Stated exercise
Arrange the lines from the one containing "Object = steward standing on track" through the one containing "left=236, top=506, right=247, bottom=537" as a Markdown table with columns Row and Text, giving each line's number and wording and skipping any blank lines.

══════

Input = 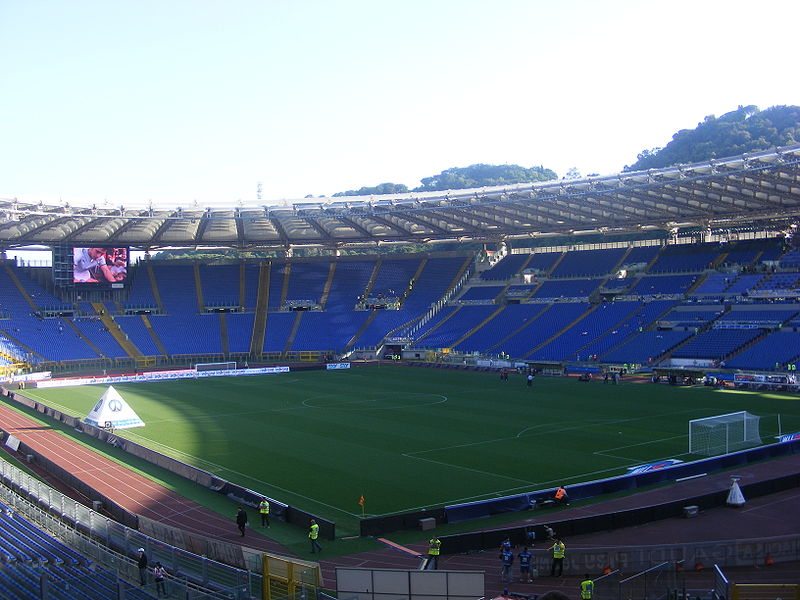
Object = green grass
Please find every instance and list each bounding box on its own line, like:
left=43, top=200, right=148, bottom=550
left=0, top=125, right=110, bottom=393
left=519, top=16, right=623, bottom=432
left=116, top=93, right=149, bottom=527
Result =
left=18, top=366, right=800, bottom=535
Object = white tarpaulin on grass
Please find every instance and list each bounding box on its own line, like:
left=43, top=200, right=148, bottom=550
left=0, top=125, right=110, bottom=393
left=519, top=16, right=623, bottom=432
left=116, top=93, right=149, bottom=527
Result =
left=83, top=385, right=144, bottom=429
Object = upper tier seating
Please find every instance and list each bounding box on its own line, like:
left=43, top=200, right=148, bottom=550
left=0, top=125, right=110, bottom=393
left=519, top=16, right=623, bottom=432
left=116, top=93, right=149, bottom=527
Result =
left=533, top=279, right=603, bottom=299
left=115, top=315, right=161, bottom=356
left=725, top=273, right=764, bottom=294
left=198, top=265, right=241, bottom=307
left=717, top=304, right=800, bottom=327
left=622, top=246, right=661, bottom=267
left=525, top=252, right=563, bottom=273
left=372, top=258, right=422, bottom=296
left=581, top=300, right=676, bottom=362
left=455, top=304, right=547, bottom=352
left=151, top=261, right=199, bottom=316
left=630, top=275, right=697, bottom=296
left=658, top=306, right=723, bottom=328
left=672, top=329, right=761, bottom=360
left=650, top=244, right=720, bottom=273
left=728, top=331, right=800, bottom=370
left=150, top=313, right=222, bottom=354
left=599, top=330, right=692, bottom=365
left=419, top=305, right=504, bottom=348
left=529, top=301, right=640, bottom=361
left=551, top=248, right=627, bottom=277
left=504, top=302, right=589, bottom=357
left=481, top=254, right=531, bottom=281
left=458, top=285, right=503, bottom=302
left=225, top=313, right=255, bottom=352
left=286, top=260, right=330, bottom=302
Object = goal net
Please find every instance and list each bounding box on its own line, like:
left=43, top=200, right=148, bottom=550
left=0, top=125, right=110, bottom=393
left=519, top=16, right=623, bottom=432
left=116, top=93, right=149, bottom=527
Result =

══════

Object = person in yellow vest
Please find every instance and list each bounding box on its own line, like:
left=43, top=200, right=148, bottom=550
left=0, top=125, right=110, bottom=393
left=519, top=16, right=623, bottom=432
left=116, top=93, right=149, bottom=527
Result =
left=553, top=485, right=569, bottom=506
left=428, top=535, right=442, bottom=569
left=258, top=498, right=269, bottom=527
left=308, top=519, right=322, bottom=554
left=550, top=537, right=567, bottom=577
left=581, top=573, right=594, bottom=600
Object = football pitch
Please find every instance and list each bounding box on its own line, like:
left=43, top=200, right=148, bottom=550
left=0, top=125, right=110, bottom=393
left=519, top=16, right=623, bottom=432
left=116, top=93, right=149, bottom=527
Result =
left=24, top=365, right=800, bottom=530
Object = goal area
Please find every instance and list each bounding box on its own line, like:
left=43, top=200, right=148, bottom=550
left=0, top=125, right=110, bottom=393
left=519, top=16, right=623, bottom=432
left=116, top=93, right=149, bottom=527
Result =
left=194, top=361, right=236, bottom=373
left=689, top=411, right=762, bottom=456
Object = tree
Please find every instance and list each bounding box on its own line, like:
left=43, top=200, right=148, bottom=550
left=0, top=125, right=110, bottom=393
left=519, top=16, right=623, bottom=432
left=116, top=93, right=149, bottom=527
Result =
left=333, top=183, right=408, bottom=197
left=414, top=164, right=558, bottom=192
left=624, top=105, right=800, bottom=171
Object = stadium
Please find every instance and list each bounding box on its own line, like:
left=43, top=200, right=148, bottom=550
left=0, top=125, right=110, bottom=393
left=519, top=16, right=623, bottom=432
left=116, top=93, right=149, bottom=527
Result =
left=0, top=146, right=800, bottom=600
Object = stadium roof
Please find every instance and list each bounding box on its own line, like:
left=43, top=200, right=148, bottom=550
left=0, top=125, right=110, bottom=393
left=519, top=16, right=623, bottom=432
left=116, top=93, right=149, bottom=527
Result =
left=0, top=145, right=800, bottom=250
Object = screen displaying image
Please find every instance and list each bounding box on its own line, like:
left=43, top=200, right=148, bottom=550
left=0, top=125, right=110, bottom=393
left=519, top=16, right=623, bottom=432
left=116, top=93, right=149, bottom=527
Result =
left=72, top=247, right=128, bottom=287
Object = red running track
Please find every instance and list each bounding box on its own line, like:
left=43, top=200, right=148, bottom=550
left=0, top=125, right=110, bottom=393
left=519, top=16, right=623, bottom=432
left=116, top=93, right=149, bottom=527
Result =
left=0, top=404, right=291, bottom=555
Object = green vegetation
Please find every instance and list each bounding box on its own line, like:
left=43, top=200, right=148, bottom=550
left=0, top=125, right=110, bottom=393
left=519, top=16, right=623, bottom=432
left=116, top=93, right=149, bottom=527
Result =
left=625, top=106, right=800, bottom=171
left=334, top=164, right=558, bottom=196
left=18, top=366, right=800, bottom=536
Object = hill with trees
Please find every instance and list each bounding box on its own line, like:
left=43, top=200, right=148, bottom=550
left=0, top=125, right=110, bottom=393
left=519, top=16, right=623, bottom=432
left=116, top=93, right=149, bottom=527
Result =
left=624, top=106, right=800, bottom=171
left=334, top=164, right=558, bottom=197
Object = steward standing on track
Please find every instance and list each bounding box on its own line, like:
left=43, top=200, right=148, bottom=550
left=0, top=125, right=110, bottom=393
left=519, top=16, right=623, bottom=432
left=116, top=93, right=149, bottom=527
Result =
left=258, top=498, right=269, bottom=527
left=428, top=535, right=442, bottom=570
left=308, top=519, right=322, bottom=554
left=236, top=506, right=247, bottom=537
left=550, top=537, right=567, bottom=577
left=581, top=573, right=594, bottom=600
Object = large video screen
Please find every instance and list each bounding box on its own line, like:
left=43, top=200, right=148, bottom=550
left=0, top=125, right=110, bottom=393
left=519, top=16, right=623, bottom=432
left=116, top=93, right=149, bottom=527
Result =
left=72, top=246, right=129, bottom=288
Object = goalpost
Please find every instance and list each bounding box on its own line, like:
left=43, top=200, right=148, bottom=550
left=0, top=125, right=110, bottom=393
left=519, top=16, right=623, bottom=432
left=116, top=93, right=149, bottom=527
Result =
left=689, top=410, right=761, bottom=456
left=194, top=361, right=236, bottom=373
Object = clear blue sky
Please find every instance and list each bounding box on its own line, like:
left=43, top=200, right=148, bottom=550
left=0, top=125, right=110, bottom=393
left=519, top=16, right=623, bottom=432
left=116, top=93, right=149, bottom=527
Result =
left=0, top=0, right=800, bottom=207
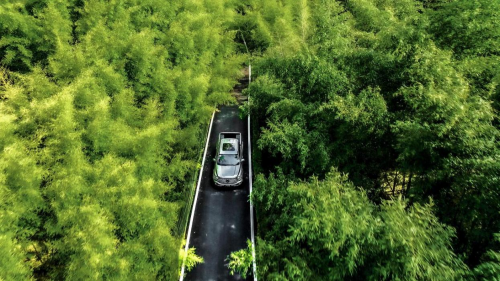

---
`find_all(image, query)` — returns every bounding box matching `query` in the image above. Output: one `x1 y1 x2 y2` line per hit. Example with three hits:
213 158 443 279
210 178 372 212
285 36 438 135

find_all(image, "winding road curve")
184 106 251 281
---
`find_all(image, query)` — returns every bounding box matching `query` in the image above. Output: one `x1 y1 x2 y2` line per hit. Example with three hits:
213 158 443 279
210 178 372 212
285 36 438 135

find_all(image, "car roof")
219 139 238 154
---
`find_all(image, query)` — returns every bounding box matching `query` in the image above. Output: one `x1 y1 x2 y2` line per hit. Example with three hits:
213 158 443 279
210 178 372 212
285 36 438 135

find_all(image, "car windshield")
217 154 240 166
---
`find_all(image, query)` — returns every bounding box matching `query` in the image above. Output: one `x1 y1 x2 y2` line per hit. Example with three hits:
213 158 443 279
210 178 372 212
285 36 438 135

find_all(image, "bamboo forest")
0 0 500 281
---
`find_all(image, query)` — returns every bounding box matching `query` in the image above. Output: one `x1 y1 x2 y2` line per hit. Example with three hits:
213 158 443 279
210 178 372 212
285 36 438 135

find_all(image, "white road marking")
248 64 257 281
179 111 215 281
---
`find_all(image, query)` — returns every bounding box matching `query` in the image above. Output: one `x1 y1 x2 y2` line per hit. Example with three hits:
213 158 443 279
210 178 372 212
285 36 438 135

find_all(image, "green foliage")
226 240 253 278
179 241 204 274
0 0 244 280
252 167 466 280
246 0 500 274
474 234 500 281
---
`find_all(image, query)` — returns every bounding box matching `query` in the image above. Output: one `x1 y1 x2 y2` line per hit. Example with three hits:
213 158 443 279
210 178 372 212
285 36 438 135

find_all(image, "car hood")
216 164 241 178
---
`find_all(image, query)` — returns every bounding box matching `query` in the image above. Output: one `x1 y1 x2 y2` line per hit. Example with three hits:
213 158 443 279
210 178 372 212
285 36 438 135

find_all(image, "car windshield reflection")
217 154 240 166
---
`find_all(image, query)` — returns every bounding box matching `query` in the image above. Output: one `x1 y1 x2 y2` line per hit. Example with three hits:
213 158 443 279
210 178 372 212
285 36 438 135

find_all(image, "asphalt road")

══════

Task solution
| Row | Text |
|---|---|
| 1 | Object = steward standing on track |
| 2 | Please find every instance and list each bounding box on its own line, like: |
| 3 | left=43, top=200, right=148, bottom=550 |
| 4 | left=0, top=125, right=110, bottom=393 |
| 5 | left=519, top=16, right=623, bottom=432 |
| 6 | left=116, top=93, right=149, bottom=527 |
| 7 | Result = |
| 8 | left=258, top=498, right=269, bottom=527 |
| 9 | left=428, top=535, right=442, bottom=570 |
| 10 | left=308, top=519, right=322, bottom=554 |
| 11 | left=236, top=506, right=247, bottom=537 |